***** RECORD EXCERPTS *****

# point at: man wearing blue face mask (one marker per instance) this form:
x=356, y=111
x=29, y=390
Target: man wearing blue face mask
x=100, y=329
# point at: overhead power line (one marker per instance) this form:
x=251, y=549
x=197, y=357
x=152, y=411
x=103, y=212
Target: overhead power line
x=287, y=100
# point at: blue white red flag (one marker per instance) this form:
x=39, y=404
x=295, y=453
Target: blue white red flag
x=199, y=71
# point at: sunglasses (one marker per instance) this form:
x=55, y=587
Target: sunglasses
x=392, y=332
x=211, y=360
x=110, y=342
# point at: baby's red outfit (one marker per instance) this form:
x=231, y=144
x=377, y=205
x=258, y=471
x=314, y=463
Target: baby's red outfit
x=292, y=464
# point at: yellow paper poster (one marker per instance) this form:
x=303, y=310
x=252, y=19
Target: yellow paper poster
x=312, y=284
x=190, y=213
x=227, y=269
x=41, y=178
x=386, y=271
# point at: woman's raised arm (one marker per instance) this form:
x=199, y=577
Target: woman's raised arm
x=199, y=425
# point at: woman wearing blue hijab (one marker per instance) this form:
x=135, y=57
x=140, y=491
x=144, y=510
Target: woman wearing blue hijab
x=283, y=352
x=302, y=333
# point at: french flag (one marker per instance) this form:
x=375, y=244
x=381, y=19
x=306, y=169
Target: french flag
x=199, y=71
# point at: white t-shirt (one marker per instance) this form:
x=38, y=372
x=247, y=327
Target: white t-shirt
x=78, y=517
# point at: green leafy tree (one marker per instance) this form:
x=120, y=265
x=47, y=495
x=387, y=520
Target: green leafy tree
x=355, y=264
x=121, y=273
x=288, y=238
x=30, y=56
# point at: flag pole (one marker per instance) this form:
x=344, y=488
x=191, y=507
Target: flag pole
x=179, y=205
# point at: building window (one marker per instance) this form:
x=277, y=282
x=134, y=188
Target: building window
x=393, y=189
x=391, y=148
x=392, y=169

*****

* **WORK TO BE COMPLETED**:
Print every item above again, line for line, with nothing changed.

* **EXERCISE SOLUTION**:
# point at: man wearing blue face mask (one marker per instance) this form:
x=356, y=111
x=29, y=390
Target: man wearing blue face mask
x=100, y=329
# point at: overhead power line (one marker per instance) this form:
x=251, y=549
x=197, y=357
x=152, y=411
x=103, y=212
Target: overhead power line
x=287, y=100
# point at: blue white red flag (one marker per instance) this form:
x=39, y=404
x=295, y=453
Target: blue white red flag
x=199, y=71
# point at: sunglasses (one marker per instance) this form:
x=55, y=587
Target: sunglasses
x=392, y=332
x=211, y=360
x=110, y=342
# point at: baby's red outfit (one marker per instance) this form:
x=231, y=144
x=377, y=205
x=258, y=471
x=314, y=463
Target: baby's red outfit
x=292, y=464
# point at: yellow paper poster (one marker per instance) this form:
x=303, y=310
x=252, y=19
Target: yellow paper poster
x=312, y=284
x=190, y=213
x=227, y=269
x=41, y=178
x=386, y=271
# point at: woman's raised arm (one marker per instance) this form:
x=199, y=577
Target: woman's raised arm
x=199, y=425
# point at: woman wearing blue hijab (one marker per instance) this form:
x=135, y=57
x=140, y=491
x=144, y=510
Target: woman wearing blue hijab
x=283, y=352
x=302, y=333
# point at: french flag (one marker per instance) this form:
x=375, y=244
x=381, y=19
x=306, y=169
Target: french flag
x=199, y=71
# point at: white t-shirt (one marker per instance) this form:
x=38, y=372
x=247, y=327
Target: white t-shirt
x=78, y=517
# point at: green leafy tree (one marker per instance) this form:
x=120, y=265
x=47, y=495
x=387, y=520
Target: green leafy tree
x=355, y=264
x=121, y=273
x=288, y=238
x=30, y=56
# point at: flag pole (one marker per instance) this form:
x=344, y=488
x=191, y=507
Target: flag pole
x=179, y=205
# point at: building window (one marker per instance) this form:
x=277, y=282
x=134, y=188
Target: building window
x=393, y=189
x=391, y=148
x=392, y=169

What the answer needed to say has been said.